TASK REQUIREMENTS:
• 1. Repeat word for word the part of the essay on saying no starting with "But as we embrace" and going on through "called setting boundaries.".
• 2. Carry on the essay on saying no, writing what comes after its final sentence.

QUOTED PASSAGE:
For a few years, everyone, it seems, has been praising Shonda Rhimes’ Year of Yes. The writer, executive producer and creator of the mega-hit tv series “Grey’s Anatomy” and “Scandal” wrote Year of Yes: How to Dance It Out, Stand in the Sun and Be Your Own Person as documentation of her commitment to a year of accepting speaking engagements, interviews, parties – all things that had previously sent her retreating to the safety of home.
There’s a lot to be said for saying yes; it changed Shonda Rhimes’ life for the better. She expanded her world, wore glamorous clothes, lost 150 pounds (by saying yes to self-care and no to cravings). She inspired thousands to follow her lead.
But as we embrace a new year – a new decade! – I’ve been wondering what might happen if we started saying no sometimes.
Hear me out: this isn’t about being negative. Just the opposite, actually. It’s about giving ourselves permission to say no to all the shoulds and have tos, clearing space for what we truly want in our lives. Maybe that’s just called setting boundaries.

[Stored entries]
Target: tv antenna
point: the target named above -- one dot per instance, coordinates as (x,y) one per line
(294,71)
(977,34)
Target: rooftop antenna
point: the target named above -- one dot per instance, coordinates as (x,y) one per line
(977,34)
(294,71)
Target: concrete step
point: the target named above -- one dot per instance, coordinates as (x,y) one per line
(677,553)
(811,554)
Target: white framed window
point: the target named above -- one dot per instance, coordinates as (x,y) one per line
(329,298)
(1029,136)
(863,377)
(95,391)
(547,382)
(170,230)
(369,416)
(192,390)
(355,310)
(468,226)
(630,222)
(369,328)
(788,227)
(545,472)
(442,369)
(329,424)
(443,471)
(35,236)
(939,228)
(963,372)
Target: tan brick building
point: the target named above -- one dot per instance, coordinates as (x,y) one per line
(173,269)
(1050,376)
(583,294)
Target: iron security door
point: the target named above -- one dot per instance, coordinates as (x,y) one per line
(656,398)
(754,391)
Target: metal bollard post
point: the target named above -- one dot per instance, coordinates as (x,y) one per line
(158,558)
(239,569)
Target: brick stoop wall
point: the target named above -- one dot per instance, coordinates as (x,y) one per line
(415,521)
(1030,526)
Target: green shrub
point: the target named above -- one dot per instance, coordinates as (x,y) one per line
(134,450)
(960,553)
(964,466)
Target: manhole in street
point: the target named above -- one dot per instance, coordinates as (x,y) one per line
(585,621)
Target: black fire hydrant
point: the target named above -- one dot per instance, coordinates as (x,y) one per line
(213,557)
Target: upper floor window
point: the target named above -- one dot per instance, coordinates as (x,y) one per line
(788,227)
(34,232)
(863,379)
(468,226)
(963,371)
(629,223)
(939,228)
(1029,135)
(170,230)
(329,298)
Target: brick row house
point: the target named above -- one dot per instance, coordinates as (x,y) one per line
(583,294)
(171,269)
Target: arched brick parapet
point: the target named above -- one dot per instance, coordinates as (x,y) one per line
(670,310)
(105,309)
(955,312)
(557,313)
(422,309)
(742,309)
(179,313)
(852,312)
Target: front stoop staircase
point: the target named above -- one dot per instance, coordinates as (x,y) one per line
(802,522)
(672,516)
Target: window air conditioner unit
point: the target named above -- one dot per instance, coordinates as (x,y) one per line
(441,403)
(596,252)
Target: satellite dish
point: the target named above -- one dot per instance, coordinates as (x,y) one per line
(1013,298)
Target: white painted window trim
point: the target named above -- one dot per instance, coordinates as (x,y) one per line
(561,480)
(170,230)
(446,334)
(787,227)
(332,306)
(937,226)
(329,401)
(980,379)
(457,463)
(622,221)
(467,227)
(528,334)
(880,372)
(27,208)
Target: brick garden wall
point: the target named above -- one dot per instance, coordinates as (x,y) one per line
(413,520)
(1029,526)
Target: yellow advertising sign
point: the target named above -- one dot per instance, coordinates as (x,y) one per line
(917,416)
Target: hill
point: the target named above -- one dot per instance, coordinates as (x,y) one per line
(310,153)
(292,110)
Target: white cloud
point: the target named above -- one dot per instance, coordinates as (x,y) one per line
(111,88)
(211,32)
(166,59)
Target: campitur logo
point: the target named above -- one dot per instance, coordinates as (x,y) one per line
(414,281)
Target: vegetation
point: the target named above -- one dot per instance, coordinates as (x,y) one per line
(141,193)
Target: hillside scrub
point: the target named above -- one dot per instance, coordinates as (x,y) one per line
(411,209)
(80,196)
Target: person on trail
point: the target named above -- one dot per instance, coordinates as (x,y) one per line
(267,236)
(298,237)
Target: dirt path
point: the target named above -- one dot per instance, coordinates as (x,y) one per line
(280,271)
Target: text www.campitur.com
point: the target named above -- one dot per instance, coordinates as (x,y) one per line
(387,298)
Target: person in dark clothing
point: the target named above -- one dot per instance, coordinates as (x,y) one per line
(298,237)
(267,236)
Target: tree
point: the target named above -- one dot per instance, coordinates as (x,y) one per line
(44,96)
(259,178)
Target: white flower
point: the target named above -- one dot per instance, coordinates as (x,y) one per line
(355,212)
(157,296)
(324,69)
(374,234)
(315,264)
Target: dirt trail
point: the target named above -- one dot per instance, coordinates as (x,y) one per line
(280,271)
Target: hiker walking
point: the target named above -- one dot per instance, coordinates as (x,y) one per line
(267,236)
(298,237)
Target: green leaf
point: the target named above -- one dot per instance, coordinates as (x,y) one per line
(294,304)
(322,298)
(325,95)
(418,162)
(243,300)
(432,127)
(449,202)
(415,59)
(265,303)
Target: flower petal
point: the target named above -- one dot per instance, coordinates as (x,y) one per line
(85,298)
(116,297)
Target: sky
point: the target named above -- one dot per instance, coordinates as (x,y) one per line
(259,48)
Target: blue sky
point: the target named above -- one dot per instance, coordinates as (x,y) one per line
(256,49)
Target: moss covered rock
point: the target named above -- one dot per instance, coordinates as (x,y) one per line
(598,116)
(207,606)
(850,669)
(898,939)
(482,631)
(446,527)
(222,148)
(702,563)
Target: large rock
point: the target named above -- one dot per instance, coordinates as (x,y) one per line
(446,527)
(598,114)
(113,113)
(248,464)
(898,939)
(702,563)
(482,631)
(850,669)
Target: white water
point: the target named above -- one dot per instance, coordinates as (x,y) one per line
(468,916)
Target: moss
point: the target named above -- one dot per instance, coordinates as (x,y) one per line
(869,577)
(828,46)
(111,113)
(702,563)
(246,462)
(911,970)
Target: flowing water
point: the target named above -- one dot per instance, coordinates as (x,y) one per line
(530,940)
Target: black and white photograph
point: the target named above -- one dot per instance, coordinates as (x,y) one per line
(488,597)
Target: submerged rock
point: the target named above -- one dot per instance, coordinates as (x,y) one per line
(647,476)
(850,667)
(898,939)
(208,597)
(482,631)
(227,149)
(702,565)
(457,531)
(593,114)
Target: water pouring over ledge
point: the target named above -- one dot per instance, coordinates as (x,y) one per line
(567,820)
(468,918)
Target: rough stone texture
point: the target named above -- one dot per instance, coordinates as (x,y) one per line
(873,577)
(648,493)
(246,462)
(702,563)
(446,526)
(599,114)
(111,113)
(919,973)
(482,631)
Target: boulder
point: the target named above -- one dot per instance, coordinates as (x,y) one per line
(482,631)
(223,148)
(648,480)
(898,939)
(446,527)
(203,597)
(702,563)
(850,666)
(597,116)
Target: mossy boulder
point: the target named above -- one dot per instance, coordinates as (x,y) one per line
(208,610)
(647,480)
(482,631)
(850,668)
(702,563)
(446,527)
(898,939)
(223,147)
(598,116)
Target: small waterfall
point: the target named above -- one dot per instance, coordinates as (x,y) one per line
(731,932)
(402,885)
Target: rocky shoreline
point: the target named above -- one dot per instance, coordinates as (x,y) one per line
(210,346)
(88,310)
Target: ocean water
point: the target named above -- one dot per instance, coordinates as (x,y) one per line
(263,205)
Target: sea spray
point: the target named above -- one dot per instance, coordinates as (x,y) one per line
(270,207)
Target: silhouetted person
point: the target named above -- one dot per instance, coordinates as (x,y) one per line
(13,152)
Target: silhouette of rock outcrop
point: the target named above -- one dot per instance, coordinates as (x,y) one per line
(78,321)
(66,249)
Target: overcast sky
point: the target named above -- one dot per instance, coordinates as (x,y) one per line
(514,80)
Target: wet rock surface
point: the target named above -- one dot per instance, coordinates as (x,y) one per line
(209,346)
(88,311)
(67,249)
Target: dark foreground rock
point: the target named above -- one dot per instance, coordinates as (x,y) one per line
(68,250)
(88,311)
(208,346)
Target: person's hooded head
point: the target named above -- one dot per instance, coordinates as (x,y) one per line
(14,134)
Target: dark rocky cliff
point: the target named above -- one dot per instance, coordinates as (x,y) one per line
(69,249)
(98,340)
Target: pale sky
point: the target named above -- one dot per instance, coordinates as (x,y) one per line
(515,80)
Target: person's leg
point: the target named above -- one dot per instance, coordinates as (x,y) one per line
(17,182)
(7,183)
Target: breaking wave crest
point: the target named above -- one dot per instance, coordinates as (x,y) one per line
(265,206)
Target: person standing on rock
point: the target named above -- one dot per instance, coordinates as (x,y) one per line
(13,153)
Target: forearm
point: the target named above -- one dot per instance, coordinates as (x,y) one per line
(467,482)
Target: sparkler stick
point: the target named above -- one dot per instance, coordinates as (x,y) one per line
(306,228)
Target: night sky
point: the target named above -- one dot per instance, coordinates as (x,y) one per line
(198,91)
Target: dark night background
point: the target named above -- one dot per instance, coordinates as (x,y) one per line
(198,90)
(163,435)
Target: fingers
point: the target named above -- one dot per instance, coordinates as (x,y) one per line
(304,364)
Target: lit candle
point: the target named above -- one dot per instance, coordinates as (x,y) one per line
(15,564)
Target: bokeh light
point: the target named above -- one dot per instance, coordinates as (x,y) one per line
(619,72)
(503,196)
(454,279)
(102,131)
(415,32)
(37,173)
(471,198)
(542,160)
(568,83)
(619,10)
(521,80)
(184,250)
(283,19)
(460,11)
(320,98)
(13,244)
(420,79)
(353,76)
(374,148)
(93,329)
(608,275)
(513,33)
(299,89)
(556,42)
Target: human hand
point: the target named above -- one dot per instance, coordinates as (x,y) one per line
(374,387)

ANSWERS TO THE PROBLEMS:
• 1.
But as we embrace a new year – a new decade! – I’ve been wondering what might happen if we started saying no sometimes.
Hear me out: this isn’t about being negative. Just the opposite, actually. It’s about giving ourselves permission to say no to all the shoulds and have tos, clearing space for what we truly want in our lives. Maybe that’s just called setting boundaries.

• 2.
Before I go much farther, let me preface what I’m about to champion. Twenty years ago, a therapist gave me the book When I Say No, I Feel Guilty, one of the first “self-help” books written way back in 1975 by Manuel J. Smith. The mere fact that someone gave me this book opened my eyes to a problem I didn’t realize I had: I never said no. Now, if you’re solid on boundaries and know how to honor them, you don’t need to think about how or when to say no. Maybe you’re rigorous enough that reading Year of Yes would be an excellent way to start 2020. But if you’re like me, jumping around in hopes of keeping everyone happy, maybe this new decade presents an opportunity for us to consider the power of a polite no.
Maybe we say no to prioritize our own happiness. Like, if you’re going to be a grump when it comes time to actually make the cookies you signed up to bring to the PTO bake sale, save yourself and everyone around you the huffing and say no in the first place.
But this isn’t all about happiness, because no isn’t always the thing that’s going to make us happiest. I remember being invited out for dinner when I had a baby. I knew it was the baby’s bedtime, I knew she would get restless, but I wanted to get out. So I’d say yes. Only to say, two hours later when the baby was fussing and I was worn out, “I should have listened to myself.”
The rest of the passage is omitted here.